→ **YOUR OBJECTIVE**:
Give the lines again exactly, from the one holding "arm on this basis." to the last line of the listing below, both ends included and nothing added.

→ **EXERCISE MATERIAL**:
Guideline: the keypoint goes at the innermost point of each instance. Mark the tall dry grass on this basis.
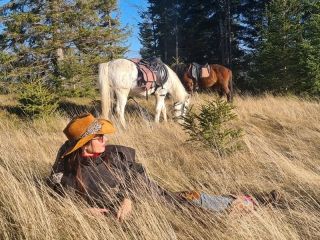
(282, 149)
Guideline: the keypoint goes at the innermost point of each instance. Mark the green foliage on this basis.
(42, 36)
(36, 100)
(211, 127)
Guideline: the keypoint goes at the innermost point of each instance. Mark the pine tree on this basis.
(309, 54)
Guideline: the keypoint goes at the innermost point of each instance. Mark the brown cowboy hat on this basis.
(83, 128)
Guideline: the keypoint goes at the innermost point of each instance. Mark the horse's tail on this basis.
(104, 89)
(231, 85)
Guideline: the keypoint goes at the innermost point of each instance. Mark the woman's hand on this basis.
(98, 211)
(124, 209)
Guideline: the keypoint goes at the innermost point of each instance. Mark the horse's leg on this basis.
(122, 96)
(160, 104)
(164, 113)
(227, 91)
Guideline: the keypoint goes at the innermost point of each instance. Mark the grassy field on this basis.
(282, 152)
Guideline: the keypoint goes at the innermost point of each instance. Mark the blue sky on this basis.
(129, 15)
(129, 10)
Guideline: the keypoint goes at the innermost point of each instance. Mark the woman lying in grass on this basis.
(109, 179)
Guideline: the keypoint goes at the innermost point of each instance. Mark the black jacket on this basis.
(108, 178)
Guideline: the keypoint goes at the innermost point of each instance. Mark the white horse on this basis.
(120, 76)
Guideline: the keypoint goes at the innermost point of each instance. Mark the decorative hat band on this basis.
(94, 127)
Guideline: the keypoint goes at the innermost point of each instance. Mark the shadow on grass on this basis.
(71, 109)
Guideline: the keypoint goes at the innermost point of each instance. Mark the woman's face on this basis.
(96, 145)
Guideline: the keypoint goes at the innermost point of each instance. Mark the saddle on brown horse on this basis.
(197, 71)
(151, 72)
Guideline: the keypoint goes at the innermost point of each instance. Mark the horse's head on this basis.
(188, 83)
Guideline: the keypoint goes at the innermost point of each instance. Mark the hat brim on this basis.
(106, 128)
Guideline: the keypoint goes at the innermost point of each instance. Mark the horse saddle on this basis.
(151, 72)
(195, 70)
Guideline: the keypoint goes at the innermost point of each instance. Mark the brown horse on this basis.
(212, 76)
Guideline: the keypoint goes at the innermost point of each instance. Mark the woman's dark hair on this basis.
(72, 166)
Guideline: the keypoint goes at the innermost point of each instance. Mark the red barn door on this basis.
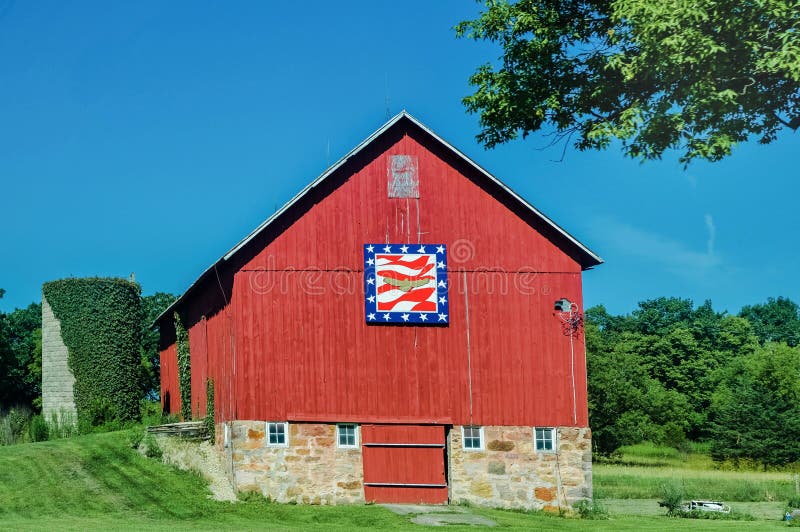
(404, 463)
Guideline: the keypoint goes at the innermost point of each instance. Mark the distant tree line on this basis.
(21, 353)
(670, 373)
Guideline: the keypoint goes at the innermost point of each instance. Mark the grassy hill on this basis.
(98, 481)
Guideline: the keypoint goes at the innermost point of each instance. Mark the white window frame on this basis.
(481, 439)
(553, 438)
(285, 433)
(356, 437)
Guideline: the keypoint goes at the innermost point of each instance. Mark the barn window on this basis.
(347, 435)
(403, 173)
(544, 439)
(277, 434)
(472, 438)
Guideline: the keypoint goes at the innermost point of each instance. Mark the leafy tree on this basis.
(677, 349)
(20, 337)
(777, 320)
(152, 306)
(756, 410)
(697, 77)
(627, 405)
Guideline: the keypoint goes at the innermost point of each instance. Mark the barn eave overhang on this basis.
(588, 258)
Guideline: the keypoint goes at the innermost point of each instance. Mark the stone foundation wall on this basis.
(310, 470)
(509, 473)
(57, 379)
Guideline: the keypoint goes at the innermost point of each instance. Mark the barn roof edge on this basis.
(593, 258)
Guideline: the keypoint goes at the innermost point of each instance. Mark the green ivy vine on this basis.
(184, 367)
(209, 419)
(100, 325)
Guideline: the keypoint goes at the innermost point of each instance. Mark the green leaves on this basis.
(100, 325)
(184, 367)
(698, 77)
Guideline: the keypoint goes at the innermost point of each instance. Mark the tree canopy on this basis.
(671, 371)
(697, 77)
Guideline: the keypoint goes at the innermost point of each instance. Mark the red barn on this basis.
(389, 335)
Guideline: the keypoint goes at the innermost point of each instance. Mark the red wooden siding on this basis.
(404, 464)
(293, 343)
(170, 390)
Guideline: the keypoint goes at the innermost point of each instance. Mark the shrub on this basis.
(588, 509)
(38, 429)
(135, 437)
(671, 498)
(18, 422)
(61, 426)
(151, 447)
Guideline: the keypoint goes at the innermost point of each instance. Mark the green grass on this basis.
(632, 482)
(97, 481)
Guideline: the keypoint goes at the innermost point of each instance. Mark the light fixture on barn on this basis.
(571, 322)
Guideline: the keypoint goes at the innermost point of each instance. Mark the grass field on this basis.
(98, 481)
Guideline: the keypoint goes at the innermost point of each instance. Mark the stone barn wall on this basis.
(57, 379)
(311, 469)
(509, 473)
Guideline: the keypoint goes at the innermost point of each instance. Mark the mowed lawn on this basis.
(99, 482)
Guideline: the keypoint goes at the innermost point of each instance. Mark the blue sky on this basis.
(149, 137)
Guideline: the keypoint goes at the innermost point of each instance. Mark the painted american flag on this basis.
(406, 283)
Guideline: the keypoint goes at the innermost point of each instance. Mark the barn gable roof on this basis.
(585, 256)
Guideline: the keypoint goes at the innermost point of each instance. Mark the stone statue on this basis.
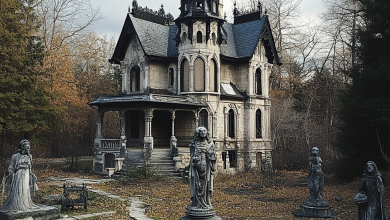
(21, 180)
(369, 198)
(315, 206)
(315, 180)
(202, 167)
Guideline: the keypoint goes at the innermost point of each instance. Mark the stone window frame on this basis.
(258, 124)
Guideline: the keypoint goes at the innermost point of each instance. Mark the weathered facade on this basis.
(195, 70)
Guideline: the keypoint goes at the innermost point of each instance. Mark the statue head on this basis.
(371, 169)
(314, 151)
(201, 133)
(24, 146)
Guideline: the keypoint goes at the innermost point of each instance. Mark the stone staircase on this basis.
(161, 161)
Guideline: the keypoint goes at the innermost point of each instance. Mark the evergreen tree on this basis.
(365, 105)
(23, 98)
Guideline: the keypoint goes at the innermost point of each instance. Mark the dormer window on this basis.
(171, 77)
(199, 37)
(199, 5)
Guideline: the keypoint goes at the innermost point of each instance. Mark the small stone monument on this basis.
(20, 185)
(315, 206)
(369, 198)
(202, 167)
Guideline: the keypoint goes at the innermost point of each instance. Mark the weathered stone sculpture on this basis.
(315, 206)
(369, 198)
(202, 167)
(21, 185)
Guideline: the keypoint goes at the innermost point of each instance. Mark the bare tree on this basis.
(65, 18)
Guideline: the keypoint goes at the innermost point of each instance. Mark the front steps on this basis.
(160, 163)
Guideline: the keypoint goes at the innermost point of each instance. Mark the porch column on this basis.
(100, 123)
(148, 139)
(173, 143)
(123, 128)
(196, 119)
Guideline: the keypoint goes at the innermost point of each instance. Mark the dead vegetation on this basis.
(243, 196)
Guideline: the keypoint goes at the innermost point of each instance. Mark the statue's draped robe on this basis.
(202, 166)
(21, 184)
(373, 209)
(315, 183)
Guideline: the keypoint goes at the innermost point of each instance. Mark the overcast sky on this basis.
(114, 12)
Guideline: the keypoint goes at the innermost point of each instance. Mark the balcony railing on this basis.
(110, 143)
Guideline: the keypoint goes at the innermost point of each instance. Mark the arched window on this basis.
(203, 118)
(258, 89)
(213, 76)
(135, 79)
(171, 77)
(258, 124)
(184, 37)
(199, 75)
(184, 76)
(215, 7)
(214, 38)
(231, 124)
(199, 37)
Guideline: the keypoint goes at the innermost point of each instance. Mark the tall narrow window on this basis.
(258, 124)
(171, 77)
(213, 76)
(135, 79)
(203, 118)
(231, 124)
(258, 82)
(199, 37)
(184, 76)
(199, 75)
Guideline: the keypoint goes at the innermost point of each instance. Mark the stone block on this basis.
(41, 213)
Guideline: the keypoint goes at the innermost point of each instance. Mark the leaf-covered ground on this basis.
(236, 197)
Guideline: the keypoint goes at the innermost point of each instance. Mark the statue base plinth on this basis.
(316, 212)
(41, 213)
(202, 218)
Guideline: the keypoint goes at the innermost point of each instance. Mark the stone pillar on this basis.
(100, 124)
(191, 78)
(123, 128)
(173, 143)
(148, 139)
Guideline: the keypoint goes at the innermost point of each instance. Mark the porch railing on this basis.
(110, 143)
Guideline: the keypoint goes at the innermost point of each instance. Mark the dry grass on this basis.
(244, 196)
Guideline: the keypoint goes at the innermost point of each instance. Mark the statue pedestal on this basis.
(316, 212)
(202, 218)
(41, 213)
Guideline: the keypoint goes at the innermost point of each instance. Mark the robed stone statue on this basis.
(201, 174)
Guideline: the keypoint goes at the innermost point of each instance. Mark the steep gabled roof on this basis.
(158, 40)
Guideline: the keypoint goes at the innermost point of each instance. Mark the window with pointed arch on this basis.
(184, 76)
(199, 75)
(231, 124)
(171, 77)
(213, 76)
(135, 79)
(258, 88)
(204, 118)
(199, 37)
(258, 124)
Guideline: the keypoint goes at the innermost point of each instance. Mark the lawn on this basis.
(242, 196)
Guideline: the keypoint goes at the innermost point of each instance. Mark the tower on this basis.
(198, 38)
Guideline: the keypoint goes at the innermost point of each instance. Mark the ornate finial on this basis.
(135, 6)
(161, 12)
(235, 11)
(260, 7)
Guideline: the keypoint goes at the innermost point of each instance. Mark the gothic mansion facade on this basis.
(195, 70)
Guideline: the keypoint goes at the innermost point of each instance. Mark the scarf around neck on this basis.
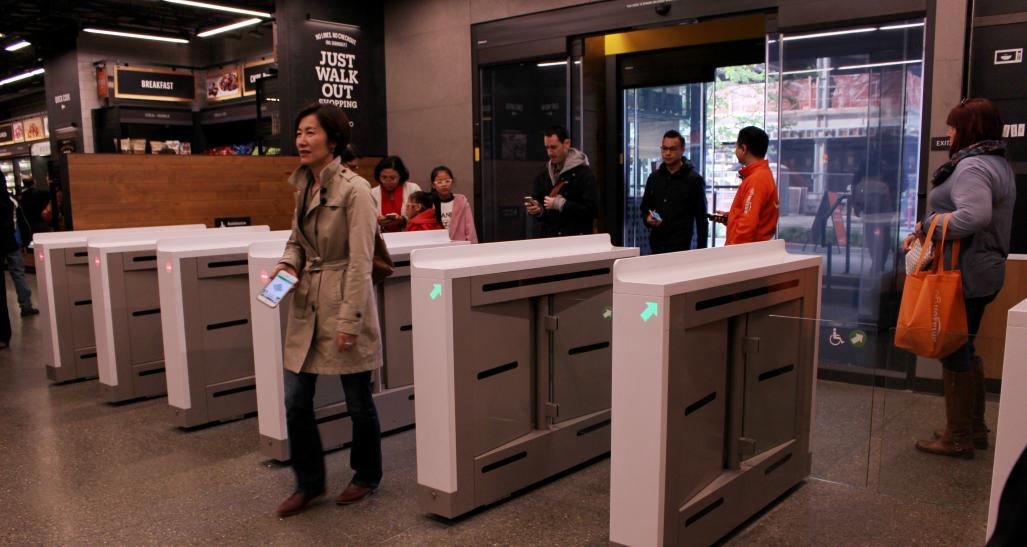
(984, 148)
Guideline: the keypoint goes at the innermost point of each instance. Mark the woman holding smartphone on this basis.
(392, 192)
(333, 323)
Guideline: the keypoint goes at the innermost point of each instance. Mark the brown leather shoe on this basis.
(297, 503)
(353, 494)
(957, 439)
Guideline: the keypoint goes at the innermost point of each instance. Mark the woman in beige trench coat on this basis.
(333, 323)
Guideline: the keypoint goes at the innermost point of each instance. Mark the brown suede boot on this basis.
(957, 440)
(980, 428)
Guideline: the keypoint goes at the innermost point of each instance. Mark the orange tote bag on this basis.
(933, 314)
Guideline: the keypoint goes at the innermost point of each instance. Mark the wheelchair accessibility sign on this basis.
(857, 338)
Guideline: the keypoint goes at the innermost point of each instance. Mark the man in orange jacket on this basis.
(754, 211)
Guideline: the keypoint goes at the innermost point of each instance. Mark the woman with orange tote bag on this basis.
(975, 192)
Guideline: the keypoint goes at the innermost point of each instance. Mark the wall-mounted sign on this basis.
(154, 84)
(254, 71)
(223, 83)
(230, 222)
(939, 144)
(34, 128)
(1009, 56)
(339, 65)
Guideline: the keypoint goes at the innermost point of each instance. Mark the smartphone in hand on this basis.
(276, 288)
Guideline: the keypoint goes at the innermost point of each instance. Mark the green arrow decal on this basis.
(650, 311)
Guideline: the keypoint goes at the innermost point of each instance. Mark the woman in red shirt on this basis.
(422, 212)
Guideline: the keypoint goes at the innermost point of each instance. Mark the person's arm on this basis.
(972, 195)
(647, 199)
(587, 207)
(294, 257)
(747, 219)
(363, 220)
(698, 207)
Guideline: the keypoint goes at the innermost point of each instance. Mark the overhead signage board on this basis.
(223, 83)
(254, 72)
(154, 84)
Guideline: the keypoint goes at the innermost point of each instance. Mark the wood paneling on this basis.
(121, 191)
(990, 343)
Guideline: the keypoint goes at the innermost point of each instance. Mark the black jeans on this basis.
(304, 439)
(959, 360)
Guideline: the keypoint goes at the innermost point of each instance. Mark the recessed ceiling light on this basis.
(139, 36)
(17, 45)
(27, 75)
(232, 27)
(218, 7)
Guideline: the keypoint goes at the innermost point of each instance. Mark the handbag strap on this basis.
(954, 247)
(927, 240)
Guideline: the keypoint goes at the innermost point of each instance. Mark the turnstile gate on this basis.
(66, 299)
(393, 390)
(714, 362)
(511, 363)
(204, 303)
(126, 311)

→ **COMPLETE ANSWER**:
Guideline: the keypoint goes at the innermost point of each instance. Mark the person's arm on this basis.
(972, 195)
(647, 199)
(587, 207)
(294, 257)
(747, 219)
(363, 220)
(698, 207)
Guideline: the keypoint goes at the innermost point of each instance. Mark the overhead signage board on this basis.
(223, 83)
(254, 72)
(154, 84)
Guideline: the keypoint goes at the innermost point of each instance. Mark the wood paneling on this basis.
(121, 191)
(990, 343)
Guideline: the keypoint goes at the innermost point of each instance. Mark the black jeans on this basis.
(304, 439)
(959, 360)
Guideline: the keypoint goes at the innermost point of each instance. Mark the recessed ceiling light on this basis.
(139, 36)
(17, 45)
(27, 75)
(232, 27)
(218, 7)
Guideline: the keypoint goes at the innermost point of each instance. Mark the handbag strap on this basis.
(954, 247)
(927, 240)
Guideline: the keypoint goes at the innermost point of each instance. Mark the turnstile gate on this basis.
(66, 299)
(393, 390)
(714, 362)
(511, 363)
(204, 303)
(126, 311)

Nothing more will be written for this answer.